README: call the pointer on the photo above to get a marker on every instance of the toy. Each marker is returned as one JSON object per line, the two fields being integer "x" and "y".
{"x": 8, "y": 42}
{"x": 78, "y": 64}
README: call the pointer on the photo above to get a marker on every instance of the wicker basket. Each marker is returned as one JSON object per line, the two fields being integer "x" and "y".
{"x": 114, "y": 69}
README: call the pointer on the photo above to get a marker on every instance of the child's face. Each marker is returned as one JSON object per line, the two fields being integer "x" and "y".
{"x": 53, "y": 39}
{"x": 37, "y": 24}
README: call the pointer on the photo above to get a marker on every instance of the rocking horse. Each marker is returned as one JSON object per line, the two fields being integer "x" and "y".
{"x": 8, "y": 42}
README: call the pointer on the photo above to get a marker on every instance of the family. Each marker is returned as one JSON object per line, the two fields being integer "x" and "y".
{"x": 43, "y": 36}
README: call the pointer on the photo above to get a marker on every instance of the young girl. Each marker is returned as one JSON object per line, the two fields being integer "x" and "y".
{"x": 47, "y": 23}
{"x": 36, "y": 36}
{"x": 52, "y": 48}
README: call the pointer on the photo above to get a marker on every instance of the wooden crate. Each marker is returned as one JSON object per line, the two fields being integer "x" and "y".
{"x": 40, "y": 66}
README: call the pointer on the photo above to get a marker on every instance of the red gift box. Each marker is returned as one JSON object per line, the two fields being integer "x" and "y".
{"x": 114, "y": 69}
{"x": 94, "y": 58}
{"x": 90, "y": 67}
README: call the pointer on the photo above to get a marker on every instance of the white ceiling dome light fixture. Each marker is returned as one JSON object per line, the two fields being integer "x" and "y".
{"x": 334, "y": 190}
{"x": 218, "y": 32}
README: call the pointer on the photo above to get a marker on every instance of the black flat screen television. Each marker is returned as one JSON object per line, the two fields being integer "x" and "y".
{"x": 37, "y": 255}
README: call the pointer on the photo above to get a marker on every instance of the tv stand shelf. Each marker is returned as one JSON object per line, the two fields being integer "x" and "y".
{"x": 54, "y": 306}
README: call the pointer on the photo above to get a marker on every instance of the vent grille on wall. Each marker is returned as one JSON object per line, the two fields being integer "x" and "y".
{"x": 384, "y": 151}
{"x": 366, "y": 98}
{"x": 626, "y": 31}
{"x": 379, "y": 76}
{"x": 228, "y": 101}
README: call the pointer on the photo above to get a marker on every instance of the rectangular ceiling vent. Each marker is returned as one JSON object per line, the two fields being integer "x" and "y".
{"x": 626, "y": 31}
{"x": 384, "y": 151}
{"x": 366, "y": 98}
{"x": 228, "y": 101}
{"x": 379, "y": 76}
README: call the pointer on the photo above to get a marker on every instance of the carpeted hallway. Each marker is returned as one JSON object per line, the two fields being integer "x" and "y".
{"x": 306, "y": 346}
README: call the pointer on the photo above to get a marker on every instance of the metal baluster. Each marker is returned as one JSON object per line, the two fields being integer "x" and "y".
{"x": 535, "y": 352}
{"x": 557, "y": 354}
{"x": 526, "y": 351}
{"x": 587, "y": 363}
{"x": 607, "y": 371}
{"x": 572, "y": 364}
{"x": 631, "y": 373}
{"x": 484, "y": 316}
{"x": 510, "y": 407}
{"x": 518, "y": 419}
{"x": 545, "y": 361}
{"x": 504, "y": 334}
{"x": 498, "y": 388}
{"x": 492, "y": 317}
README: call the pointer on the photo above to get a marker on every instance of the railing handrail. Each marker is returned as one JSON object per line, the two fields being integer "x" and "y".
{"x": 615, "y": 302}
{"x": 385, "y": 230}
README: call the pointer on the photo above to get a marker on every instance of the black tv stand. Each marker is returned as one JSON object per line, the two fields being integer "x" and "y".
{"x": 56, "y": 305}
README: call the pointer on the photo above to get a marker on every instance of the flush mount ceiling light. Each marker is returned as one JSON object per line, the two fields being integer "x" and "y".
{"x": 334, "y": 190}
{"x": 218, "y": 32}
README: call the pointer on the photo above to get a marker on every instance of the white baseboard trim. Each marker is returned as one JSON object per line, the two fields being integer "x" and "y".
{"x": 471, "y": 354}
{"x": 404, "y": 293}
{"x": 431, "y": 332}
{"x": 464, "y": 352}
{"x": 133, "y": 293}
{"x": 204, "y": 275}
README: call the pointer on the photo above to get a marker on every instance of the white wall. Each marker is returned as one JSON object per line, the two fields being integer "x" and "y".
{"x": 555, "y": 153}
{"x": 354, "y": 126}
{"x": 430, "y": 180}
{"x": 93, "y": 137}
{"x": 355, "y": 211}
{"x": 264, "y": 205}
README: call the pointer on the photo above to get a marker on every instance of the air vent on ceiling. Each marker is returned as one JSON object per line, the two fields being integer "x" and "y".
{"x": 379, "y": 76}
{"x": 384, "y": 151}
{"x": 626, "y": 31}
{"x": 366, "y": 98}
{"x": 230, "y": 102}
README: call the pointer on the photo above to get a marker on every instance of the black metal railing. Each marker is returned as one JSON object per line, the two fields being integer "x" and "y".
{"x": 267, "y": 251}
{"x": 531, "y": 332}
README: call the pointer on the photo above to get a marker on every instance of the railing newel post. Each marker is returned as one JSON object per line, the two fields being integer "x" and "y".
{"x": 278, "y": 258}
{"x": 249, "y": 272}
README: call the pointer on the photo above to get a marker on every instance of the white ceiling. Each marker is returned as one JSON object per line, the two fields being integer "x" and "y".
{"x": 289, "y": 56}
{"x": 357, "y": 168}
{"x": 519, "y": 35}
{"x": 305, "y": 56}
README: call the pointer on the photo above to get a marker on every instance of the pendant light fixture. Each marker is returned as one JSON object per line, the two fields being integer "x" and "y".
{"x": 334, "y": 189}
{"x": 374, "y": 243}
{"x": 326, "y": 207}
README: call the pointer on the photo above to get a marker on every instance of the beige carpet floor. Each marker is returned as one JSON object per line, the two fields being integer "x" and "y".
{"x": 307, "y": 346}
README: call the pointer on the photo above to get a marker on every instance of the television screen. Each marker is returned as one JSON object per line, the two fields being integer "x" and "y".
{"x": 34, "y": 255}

+ + +

• **Work required**
Repeat, with no changes, each line from the one with "the white ceiling." to the end of the listing, including both ends and nothing else.

• **Solution below**
README: call the pointer on the photo above to get a marker on every instance of the white ceiling. Each marker is returned as one JSON object per line, the two fields being integer "x" and "y".
{"x": 289, "y": 56}
{"x": 357, "y": 168}
{"x": 519, "y": 35}
{"x": 305, "y": 56}
README: call the pointer on the photo above to get a marker on every instance of the pendant light fixture. Each marker is returned as one JSON object per line, the two fields being integer "x" and "y".
{"x": 334, "y": 189}
{"x": 374, "y": 243}
{"x": 326, "y": 207}
README: call the pointer on the photo above to get a marker on every instance of the beige carpet floor. Each marker is returned as one JSON object per line, the two fields being integer "x" and "y".
{"x": 307, "y": 346}
README: call the pointer on the photo above to get a marker on every instance of the television screen. Each marker is returned as one JSON object per line, the two fields being integer "x" and "y".
{"x": 34, "y": 255}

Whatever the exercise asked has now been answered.